Include Top

# Kruskal-Wallis – Exact

This tool is used to estimate the exact P-Value using Monte Carlo. Typically this would not be necessary unless the sample sizes were smaller (each sample N <= 5 for Kruskal-Wallis), but this gives continuity on the example.

Computing an exact P-Value for Kruskal-Wallis is very computationally intensive. The Network Model by Mehta and Patel cannot be used for this test (see Appendix Exact and Monte Carlo P-Values for Nonparametric and Contingency Tests). In this example, the total number of permutations are:

(31+42+27)! / (31! * 42! * 27!) = 7.42 E44

(i.e., more than the number of stars in the observable universe). So we will not attempt to compute the exact, but rather use Monte Carlo.

1. Open Customer Data.xlsx, click on Sheet 1 tab (or press F4 to activate last worksheet).

2. Click SigmaXL > Statistical Tools > Nonparametric Tests - Exact > Kruskal-Wallis - Exact. If necessary, check Use Entire Data Table, click Next.

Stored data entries
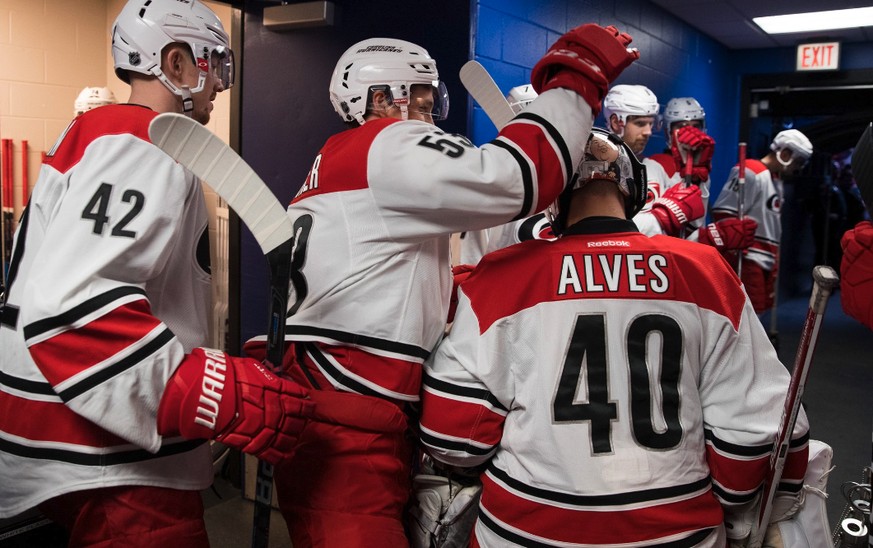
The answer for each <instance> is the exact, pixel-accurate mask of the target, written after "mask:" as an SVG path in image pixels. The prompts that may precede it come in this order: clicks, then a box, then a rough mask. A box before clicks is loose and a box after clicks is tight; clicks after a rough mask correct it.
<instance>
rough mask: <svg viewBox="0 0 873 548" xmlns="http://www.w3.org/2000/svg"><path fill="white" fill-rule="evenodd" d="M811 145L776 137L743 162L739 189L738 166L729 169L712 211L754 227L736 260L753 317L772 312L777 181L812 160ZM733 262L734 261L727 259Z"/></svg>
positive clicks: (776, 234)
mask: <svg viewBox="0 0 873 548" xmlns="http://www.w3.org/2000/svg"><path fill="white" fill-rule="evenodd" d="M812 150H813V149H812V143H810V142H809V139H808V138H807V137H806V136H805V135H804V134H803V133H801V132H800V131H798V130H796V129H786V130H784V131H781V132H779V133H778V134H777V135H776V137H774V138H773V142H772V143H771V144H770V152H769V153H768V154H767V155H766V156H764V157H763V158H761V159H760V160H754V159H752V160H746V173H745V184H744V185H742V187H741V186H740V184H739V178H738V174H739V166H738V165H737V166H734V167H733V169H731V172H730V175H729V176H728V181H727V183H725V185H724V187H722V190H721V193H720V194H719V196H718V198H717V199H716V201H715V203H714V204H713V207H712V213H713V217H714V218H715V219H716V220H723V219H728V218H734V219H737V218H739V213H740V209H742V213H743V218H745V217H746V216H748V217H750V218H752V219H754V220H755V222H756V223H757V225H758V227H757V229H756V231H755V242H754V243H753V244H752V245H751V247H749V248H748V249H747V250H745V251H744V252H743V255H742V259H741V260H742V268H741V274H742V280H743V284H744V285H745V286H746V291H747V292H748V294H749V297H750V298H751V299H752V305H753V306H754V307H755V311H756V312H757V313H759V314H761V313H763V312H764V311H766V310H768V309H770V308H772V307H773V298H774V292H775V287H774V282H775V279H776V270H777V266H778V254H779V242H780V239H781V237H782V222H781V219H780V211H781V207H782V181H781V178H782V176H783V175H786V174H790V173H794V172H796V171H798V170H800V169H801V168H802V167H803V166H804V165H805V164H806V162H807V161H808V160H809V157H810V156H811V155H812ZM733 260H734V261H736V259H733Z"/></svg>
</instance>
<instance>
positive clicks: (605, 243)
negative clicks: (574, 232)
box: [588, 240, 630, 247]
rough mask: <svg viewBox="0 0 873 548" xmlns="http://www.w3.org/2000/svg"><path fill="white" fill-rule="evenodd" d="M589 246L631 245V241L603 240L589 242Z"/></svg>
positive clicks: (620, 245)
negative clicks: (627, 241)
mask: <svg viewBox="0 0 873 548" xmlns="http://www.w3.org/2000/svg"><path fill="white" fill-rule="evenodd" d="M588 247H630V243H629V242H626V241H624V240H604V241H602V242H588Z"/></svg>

--

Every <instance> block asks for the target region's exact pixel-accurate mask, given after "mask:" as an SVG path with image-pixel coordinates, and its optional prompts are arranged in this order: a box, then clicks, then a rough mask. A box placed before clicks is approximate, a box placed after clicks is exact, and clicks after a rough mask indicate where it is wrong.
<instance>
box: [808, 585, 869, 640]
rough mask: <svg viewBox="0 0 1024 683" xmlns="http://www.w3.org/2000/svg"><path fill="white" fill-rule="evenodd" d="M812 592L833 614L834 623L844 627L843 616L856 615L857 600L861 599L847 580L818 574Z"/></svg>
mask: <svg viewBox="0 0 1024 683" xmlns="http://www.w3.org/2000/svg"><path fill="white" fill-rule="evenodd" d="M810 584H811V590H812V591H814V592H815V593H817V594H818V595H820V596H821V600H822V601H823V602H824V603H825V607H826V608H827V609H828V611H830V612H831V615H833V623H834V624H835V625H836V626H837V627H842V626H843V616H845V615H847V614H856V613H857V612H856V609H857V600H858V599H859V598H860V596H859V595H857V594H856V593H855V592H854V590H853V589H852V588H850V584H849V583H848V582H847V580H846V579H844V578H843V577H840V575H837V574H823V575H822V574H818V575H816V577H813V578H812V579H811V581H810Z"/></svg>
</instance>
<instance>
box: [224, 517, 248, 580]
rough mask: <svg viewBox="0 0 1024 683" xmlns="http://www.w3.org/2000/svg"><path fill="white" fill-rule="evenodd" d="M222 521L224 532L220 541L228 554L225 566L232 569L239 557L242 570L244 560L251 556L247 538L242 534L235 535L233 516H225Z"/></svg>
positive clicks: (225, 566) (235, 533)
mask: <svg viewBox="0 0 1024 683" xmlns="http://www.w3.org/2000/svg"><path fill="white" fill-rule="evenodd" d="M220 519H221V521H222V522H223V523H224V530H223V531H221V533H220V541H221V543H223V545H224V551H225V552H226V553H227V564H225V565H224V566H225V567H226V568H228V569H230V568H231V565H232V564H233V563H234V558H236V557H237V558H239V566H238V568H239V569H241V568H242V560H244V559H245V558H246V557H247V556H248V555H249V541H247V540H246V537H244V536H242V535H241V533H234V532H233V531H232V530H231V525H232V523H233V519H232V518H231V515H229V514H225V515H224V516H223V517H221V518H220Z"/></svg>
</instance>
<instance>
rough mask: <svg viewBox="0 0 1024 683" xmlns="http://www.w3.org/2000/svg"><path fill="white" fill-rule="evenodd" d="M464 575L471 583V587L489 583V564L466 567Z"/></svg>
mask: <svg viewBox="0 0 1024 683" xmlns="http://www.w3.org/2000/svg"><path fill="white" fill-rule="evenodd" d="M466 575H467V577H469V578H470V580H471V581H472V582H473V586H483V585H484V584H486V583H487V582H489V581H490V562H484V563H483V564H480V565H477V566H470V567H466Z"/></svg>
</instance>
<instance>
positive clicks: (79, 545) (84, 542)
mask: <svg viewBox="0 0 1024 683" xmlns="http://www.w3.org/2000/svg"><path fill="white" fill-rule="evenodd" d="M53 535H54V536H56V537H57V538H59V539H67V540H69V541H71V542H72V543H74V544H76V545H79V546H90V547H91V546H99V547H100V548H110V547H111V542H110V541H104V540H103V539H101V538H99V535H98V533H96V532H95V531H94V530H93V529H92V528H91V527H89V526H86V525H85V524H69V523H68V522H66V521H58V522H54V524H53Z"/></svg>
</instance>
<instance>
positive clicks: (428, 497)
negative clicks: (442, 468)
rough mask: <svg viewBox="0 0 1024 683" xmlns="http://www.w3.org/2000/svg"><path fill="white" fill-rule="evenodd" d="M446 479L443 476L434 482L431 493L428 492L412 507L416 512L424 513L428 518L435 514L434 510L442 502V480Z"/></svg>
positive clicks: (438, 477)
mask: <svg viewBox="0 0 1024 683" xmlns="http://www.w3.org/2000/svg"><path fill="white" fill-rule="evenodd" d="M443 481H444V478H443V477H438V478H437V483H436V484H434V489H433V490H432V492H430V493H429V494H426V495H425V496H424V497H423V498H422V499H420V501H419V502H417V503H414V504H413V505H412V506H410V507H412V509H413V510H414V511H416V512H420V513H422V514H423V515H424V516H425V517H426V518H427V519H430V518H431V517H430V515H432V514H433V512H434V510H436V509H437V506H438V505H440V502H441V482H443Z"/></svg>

■ **STUDY QUESTIONS**:
**a.** Per the Kruskal-Wallis exact page, why does this example use Monte Carlo instead of computing the exact P-Value?
**b.** In the stored data entries, reproduce the part that opens with the line containing "The answer for" and closes with the line containing "positive clicks: (776, 234)".

■ **ANSWER SET**:
**a.** Computing an exact P-Value for Kruskal-Wallis is very computationally intensive, and the Network Model by Mehta and Patel cannot be used for this test. This example also has (31+42+27)! / (31! * 42! * 27!) = 7.42 E44 total permutations, which is more than the number of stars in the observable universe.

**b.**
The answer for each <instance> is the exact, pixel-accurate mask of the target, written after "mask:" as an SVG path in image pixels. The prompts that may precede it come in this order: clicks, then a box, then a rough mask. A box before clicks is loose and a box after clicks is tight; clicks after a rough mask correct it.
<instance>
rough mask: <svg viewBox="0 0 873 548" xmlns="http://www.w3.org/2000/svg"><path fill="white" fill-rule="evenodd" d="M811 145L776 137L743 162L739 189L738 166L729 169L712 211L754 227L736 260L753 317L772 312L777 181L812 160ZM733 262L734 261L727 259Z"/></svg>
positive clicks: (776, 234)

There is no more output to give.